[Python] 정규표현식(regular expression)

2024-08-16 8 분 소요

정규표현식이란

파이썬의 정규표현식은 문자열에서 패턴을 찾고, 패턴을 기준으로 문자열을 분리하거나, 특정 문자열을 대체하는 등 다양한 문자열 처리 작업을 수행하는 데 사용되는 표현식입니다. 파이썬에서는 regular expression을 줄인 re 모듈을 사용해서 이를 구현합니다.

기본 사용법

파이썬에서 정규표현식을 사용하기 위해서는 다음과 같이 모듈을 import해야 합니다.

import re   # python 기본 내장 함수이기 때문에 추가 설치 필요 X

메타 문자

메타 문자는 특별한 의미를 가지며, 특정 패턴을 표현하는 데 사용됩니다.

’ . ‘

개행 문자(‘\n’)를 제외한 모든 단일 문자와 매칭

import re

pattern = r'a.'

test_str1 = "ab"   # 매칭됨 ('a' 다음에 'b')
test_str2 = "a\n"  # 매칭되지 않음 ('a' 다음에 개행 문자)

match1 = re.match(pattern, test_str1)
match2 = re.match(pattern, test_str2)

print(match1.group() if match1 else "No match")  # output: ab
print(match2.group() if match2 else "No match")  # output: No match

’ ^ ‘

문자열의 시작과 매칭

import re

pattern = r'^Hello'
test_str = "Hello, world!"

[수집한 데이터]
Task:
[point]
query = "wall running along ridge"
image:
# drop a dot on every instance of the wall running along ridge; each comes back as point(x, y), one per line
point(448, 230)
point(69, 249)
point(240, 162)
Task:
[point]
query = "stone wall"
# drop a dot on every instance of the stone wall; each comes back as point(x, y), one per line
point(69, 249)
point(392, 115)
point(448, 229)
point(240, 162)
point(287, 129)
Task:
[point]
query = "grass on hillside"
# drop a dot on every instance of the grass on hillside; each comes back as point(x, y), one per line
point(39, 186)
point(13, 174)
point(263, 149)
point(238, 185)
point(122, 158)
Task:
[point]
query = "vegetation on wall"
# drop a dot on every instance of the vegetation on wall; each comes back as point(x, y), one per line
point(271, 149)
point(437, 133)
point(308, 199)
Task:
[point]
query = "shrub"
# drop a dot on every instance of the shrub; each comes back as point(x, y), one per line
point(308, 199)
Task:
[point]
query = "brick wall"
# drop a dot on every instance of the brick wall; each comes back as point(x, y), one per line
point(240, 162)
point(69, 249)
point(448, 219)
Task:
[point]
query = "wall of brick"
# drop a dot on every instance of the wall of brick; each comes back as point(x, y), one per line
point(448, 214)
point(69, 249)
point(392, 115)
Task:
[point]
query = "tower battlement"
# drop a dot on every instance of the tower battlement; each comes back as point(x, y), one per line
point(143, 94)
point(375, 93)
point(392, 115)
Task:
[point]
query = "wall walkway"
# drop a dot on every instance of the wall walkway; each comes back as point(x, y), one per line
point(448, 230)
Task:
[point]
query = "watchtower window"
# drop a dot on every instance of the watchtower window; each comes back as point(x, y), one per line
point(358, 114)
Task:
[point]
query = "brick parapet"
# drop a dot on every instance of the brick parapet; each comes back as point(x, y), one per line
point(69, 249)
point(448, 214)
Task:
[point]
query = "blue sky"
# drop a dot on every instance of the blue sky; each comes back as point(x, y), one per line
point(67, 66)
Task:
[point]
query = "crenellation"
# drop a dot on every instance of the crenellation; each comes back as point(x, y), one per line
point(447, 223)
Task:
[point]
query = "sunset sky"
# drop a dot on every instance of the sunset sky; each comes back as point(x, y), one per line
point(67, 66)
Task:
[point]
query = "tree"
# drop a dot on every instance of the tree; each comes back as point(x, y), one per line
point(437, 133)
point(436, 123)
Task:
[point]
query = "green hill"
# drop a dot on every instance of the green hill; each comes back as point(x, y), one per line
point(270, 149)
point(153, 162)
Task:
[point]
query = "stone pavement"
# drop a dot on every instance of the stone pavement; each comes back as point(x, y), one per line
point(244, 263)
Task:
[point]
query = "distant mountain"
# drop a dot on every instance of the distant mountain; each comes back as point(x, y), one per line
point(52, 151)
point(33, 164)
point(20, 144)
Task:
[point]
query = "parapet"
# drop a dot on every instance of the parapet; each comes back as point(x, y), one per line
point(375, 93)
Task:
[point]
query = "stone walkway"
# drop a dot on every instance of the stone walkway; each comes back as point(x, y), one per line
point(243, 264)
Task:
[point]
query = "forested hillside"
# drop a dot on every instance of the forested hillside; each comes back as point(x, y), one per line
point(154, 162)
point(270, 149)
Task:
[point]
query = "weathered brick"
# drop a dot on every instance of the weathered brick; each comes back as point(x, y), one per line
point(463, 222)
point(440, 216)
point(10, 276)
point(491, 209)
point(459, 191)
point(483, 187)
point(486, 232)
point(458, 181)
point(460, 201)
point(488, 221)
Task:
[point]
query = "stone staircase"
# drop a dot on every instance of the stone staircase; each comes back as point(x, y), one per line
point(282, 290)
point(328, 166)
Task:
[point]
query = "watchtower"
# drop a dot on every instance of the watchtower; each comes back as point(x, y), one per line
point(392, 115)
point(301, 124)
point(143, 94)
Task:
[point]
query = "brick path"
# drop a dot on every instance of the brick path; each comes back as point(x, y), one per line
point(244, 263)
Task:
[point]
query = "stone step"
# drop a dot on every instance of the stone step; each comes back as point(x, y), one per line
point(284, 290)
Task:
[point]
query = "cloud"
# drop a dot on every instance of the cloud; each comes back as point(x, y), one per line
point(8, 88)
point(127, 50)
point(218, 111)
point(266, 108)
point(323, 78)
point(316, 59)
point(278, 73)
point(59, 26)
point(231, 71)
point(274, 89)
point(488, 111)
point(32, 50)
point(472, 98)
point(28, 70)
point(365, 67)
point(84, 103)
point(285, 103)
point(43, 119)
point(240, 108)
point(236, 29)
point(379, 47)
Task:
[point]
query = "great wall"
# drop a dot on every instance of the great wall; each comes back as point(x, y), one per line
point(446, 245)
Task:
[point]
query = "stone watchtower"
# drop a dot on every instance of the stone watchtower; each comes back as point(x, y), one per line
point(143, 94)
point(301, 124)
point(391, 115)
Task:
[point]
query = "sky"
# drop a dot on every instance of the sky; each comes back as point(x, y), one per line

* 작업 목록
[a] 기록 중 "pavement" 문자열이 들어 있는 줄을 하나도 빠짐없이 보여 주세요.
[b] 파이썬 정규표현식 설명 글을 마지막으로 나온 줄 다음부터 이어 가세요.

* 순서별 답변
[a]
query = "stone pavement"
# drop a dot on every instance of the stone pavement; each comes back as point(x, y), one per line

[b]
match = re.match(pattern, test_str)

print(match.group() if match else "No match")  # output: Hello

’ $ ‘

문자열의 끝과 매칭

import re

pattern = r'world!$'
test_str = "Hello, world!"
match = re.search(pattern, test_str)

print(match.group() if match else "No match")  # output: world!

’ * ‘

0회 이상 반복되는 패턴과 매칭

import re

pattern = r'ab*'
test_str = "a"
match = re.match(pattern, test_str)

print(match.group() if match else "No match")  # output: a (b가 0회 나타난 경우에도 매칭)

’ + ‘

1회 이상 반복되는 패턴과 매칭

import re

pattern = r'ab+'
test_str = "abb"
match = re.match(pattern, test_str)

print(match.group() if match else "No match")  # output: abb (b가 1회 이상 나타나야 매칭)

’ ? ‘

0회 또는 1회 나타나는 패턴과 매칭

import re

pattern = r'ab?'
test_str = "a"
match = re.match(pattern, test_str)

print(match.group() if match else "No match")  # output: a (b가 0회 나타난 경우에도 매칭)

’ {n} ‘

정확히 n번 반복되는 패턴과 매칭

import re

pattern = r'ab{2}'
test_str = "abb"
match = re.match(pattern, test_str)

print(match.group() if match else "No match")  # output: abb (b가 정확히 2번 나타난 경우에 매칭)

’ {n,} ‘

n번 이상 반복되는 패턴과 매칭

import re

pattern = r'ab{2,}'
test_str = "abbb"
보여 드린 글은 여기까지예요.